◆ **Source material**
## START

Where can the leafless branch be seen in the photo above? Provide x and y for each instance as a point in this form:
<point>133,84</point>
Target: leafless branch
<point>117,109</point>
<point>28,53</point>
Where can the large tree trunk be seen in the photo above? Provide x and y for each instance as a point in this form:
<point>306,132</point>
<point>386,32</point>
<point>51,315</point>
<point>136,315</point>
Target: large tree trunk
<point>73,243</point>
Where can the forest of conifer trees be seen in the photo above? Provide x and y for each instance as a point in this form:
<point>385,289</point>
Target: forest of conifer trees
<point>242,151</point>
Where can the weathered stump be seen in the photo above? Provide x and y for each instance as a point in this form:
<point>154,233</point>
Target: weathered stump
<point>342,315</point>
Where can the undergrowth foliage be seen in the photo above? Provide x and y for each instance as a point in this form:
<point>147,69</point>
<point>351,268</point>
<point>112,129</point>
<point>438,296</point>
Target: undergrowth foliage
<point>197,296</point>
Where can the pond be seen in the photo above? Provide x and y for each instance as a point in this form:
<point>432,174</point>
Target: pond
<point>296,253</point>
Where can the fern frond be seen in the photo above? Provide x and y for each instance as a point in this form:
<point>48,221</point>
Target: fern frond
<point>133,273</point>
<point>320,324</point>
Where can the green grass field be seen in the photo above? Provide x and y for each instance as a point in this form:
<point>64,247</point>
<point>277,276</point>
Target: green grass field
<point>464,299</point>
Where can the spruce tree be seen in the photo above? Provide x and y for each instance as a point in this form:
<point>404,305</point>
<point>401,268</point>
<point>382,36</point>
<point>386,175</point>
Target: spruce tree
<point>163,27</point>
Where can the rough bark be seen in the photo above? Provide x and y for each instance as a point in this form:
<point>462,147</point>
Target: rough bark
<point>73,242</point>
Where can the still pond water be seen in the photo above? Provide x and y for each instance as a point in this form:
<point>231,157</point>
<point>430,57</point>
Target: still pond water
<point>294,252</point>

## END
## START

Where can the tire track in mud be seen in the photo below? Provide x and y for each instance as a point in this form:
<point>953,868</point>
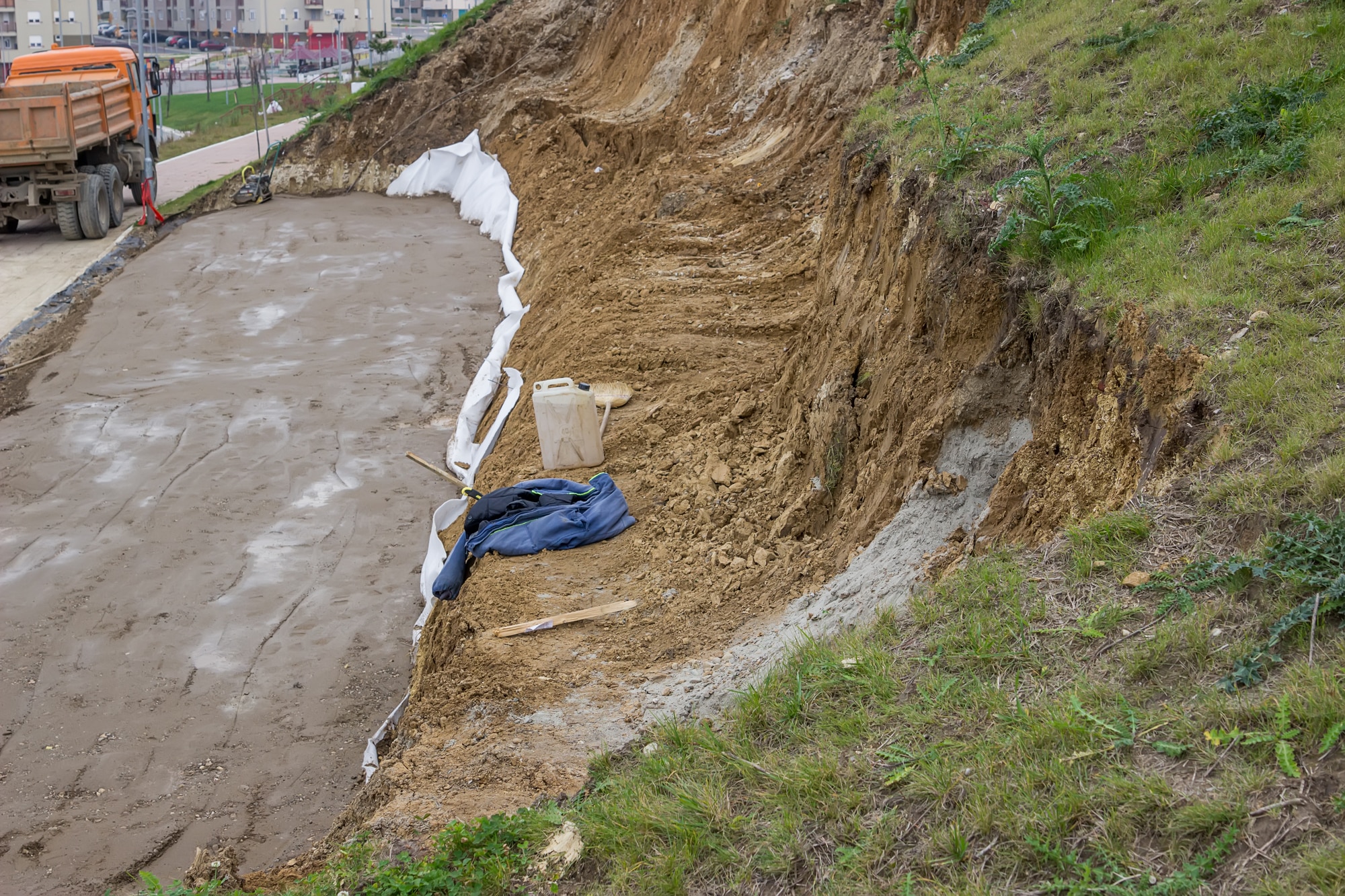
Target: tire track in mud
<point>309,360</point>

## END

◆ **Written request**
Please reproduce, word for word, the part of the records that opens with the line containing "Where can the forest" and closes with the line containing "<point>163,27</point>", including both of those lines.

◆ **Result**
Where can the forest of conifer trees be seen in the photo above? Provide x and y for each instance as a point in this form:
<point>385,289</point>
Target: forest of conifer trees
<point>242,151</point>
Where can the weathered stump be seen in the photo above? Provide x and y for each instance as a point in this form:
<point>154,233</point>
Target: weathered stump
<point>342,315</point>
Where can the undergrowth foliage be seen in the photo above? Provide x and y for each instance as a point in this form:
<point>147,69</point>
<point>351,268</point>
<point>112,129</point>
<point>438,296</point>
Target: undergrowth foliage
<point>197,296</point>
Where can the pond be seen in the photo above? Provide x and y for each instance as a point in this form:
<point>432,174</point>
Target: pond
<point>296,253</point>
Where can the fern frond be seen in the photo above? Provide x and y for each instance as a point in this form:
<point>48,221</point>
Target: fern frond
<point>133,273</point>
<point>320,324</point>
Where can the green grass field be seen in the photo above? Provide x and y for each instance as a point in this form:
<point>64,247</point>
<point>277,276</point>
Target: green grass field
<point>464,299</point>
Where can the spruce tree be seen in the photo above? Provide x and y for each instance as a point in this form:
<point>404,305</point>
<point>401,268</point>
<point>382,36</point>
<point>386,175</point>
Target: spruce tree
<point>163,27</point>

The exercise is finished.